Véritable crève-coeur pour les célibataires, travaux forcés de l’amour pour les couples… Et si la Saint-Valentin reposait avant tout sur la culpabilité masculine ? Le sociologue Jean-Claude Kaufmann décrypte ce qui se cache derrière les petits coeurs en velours rouge et les bouquets de fleurs.
Certaines dates sont redoutables pour les célibataires. Mais rien n’égale en horreur la Saint-Valentin. Les petits cœurs en velours rouge ou en chocolat sont autant de crève-cœur. Et ne parlons pas de sortir au restaurant ce soir-là ! Comment trouver sa place sans se sentir montré du doigt entre les alignements de tables pour deux avec bougie ? Officiellement, la Saint-Valentin se présente comme la fête de l’amour.

**DONNÉES FOURNIES**

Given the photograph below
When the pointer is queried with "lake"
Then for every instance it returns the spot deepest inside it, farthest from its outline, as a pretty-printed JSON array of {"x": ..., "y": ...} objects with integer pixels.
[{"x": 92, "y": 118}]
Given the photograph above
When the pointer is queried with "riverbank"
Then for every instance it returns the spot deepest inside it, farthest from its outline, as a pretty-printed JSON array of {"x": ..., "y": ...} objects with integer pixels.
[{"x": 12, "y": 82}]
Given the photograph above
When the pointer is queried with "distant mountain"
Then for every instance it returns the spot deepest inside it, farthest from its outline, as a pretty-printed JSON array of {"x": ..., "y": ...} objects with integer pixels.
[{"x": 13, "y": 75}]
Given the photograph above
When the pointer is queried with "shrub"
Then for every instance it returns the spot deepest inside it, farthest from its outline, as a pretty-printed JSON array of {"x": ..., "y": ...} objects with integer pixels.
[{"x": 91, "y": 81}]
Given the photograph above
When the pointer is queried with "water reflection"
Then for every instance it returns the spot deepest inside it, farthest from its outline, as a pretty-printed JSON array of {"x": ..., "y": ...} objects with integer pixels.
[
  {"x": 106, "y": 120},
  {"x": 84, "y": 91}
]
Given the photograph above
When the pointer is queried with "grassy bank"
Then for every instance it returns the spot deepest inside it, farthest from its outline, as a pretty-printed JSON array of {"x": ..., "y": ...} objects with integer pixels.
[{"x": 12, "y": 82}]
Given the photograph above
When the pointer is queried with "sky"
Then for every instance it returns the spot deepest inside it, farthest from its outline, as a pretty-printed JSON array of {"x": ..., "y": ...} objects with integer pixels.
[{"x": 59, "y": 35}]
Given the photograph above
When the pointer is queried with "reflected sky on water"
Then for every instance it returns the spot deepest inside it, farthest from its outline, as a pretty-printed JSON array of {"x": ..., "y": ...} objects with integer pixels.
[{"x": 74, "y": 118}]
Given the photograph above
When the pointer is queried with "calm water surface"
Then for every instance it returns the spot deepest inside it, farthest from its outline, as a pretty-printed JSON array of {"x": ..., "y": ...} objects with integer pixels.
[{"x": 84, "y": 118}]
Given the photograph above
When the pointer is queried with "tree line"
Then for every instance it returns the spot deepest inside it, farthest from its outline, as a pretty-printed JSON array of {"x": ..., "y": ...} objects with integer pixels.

**CONSIGNE**
Renvoyez en entier l'extrait de page sur la Saint-Valentin, mot pour mot et sans rien y changer.

**CORRIGÉ**
Véritable crève-coeur pour les célibataires, travaux forcés de l’amour pour les couples… Et si la Saint-Valentin reposait avant tout sur la culpabilité masculine ? Le sociologue Jean-Claude Kaufmann décrypte ce qui se cache derrière les petits coeurs en velours rouge et les bouquets de fleurs.
Certaines dates sont redoutables pour les célibataires. Mais rien n’égale en horreur la Saint-Valentin. Les petits cœurs en velours rouge ou en chocolat sont autant de crève-cœur. Et ne parlons pas de sortir au restaurant ce soir-là ! Comment trouver sa place sans se sentir montré du doigt entre les alignements de tables pour deux avec bougie ? Officiellement, la Saint-Valentin se présente comme la fête de l’amour.